## [Source extract]
━━━
This method is taken from Taylor's Classical Mechanics, in the "Two-Body Central-Force Problems" section. This goes way more in-depth than it needs to, and assumes uniform densities of the stars for ease of calculation (though this is not necessary).
tl:dr: The Lagrangian is independent of each star's angle off the center of mass, and independent of each star's rotational angle, so the total orbital and each star's rotational angular momentum are all independently conserved. This is achieved by the changing mass accounting for the change in rotational speeds. Note that this does not require tidal locking or circular orbits.
Take $\vec{R}$ to be the center of mass position.
$$
\vec{R}=\frac{m_1\dot{}\vec{r}_1+m_2\dot{}\vec{r}_1}{m_1+m_2}=\frac{m_1\dot{}\vec{r}_1+m_2\dot{}\vec{r}_2}{M}
$$
where $M≡m_1+m_2$.
━━━
## [Goals]
(a) Answer these questions about the orbital mechanics passage:
(i) From which book and section is the method taken?
(ii) What does the method assume about the stars' densities for ease of calculation?
(iii) Which two conditions does the result not require?
(b) Carry on with the orbital mechanics passage, starting after its last sentence.
The data that come next are drawn from a separate source.
━━━
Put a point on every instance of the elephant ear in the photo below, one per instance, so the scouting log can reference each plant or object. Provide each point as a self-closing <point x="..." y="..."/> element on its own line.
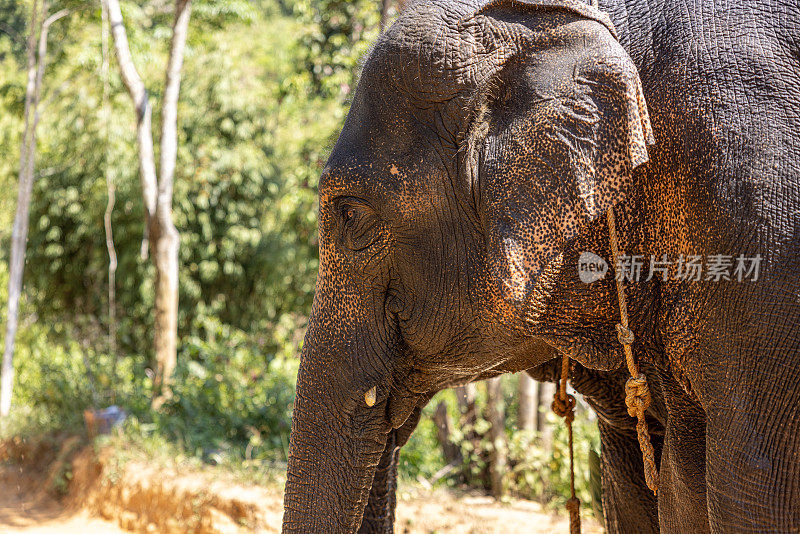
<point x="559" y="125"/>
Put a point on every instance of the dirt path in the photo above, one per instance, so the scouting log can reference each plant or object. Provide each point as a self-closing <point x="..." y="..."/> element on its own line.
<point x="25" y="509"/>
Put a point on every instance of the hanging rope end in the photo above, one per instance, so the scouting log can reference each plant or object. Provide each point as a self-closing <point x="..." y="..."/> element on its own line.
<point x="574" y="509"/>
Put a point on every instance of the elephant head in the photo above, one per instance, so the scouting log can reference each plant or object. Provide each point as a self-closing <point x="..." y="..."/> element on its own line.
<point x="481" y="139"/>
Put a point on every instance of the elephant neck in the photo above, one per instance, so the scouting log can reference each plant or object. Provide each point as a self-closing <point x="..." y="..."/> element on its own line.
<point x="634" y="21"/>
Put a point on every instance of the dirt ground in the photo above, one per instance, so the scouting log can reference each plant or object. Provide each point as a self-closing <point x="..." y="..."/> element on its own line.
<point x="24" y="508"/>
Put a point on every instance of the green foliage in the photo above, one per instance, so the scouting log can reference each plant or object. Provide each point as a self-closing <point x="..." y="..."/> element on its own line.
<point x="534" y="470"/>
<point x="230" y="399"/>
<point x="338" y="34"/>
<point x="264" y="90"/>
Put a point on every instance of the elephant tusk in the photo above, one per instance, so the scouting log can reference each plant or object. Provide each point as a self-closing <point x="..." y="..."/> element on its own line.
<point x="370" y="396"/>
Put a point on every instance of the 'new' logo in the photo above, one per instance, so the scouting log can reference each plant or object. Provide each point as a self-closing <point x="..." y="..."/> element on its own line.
━━━
## [Outputs]
(a)
(i) Taylor's Classical Mechanics, in the "Two-Body Central-Force Problems" section.
(ii) It assumes the stars have uniform densities.
(iii) It requires neither tidal locking nor circular orbits.

(b)
We can subsequently define $\vec{r}_1=\vec{R}+\frac{m_2}{M}\vec{r}$ and $\vec{r}_2=\vec{R}-\frac{m_1}{M}\vec{r}$, where $\vec{r}=\vec{r}_1-\vec{r}_2$
The kinetic energy is
$$
T=\frac{1}{2}(m_1\dot{\vec{r}}^2_1+m_2\dot{\vec{r}}^2_2+\frac{2}{5}m_1 s_1^2\omega_1^2+\frac{2}{5}m_2 s_2^2\omega_2^2)
$$
where $s_i$ are the radii of the stars, and $\omega _i$ are the rotational velocities (not orbital). We can reduce this to
$$
T=\frac{1}{2}(m_1\dot{\vec{r}}^2_1+m_2\dot{\vec{r}}^2_2+\frac{2}{5}m_1 s_1^2\omega_1^2+\frac{2}{5}m_2 s_2^2\omega_2^2)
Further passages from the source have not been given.